Data records
:::::
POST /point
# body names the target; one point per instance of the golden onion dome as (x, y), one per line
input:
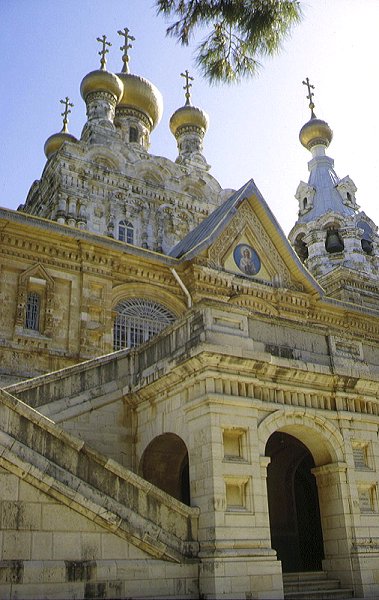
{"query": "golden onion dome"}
(56, 141)
(101, 81)
(315, 132)
(189, 116)
(143, 96)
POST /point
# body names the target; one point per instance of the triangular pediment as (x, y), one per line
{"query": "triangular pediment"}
(246, 249)
(242, 236)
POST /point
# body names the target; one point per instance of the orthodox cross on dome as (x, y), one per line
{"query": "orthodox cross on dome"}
(125, 48)
(66, 112)
(187, 85)
(310, 96)
(103, 51)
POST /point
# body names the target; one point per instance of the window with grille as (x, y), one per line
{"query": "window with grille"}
(133, 134)
(137, 321)
(32, 312)
(126, 232)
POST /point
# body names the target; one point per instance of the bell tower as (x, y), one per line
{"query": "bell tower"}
(336, 241)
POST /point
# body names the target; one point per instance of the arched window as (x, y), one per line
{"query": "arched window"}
(126, 232)
(32, 311)
(366, 241)
(137, 321)
(133, 134)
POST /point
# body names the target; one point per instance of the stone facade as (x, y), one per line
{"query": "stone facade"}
(189, 408)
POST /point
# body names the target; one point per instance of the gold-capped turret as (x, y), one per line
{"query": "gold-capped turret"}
(101, 80)
(315, 132)
(140, 97)
(55, 141)
(188, 116)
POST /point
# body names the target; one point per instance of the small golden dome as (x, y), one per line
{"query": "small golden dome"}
(189, 116)
(142, 95)
(101, 81)
(315, 132)
(55, 141)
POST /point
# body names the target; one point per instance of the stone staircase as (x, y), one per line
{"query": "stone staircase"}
:::::
Without copying any picture, write out the entries exactly.

POST /point
# body names the target; one point per instance of the golden onion dome as (x, y), one per line
input:
{"query": "golden onion dome"}
(56, 141)
(101, 81)
(315, 132)
(189, 116)
(143, 96)
POST /point
# body names the target; one point per instance of the triangular pediment as (x, y), one per line
{"query": "triangular pediment"}
(246, 249)
(242, 236)
POST /point
# body names the target; one point per instance of the orthodox cross on dome as (x, y), one per line
{"query": "orthodox cross on dome"}
(125, 48)
(66, 112)
(187, 85)
(310, 96)
(103, 51)
POST /point
# body names the target; one point per instance of the window with grille as (x, y), one per line
{"query": "window with grille"}
(133, 134)
(137, 321)
(32, 312)
(126, 232)
POST /point
# body names the target; one point per instance of the bell tower as (x, y), one per line
{"query": "bell tower"}
(336, 241)
POST /point
# body names the target; one point per instance of the arched window as (x, y), one per line
{"query": "arched window"}
(126, 232)
(32, 311)
(366, 241)
(137, 321)
(133, 134)
POST /point
# body names the target; one point per instance of the stone facade as (x, y), one per line
{"query": "stone facade"}
(189, 408)
POST /point
# body names the target; one point per instance of the gold-capped turret as (x, y), one per line
{"query": "gold-capped turret"}
(101, 80)
(315, 132)
(140, 97)
(55, 141)
(188, 116)
POST /point
# body names the target; one point per instance of the small golden dome as (x, y), one per line
{"query": "small golden dome"}
(189, 116)
(142, 95)
(101, 81)
(315, 132)
(55, 141)
POST /point
# body names the target; one point per instance of the stone staircase as (x, y), one per line
{"query": "stone staircase"}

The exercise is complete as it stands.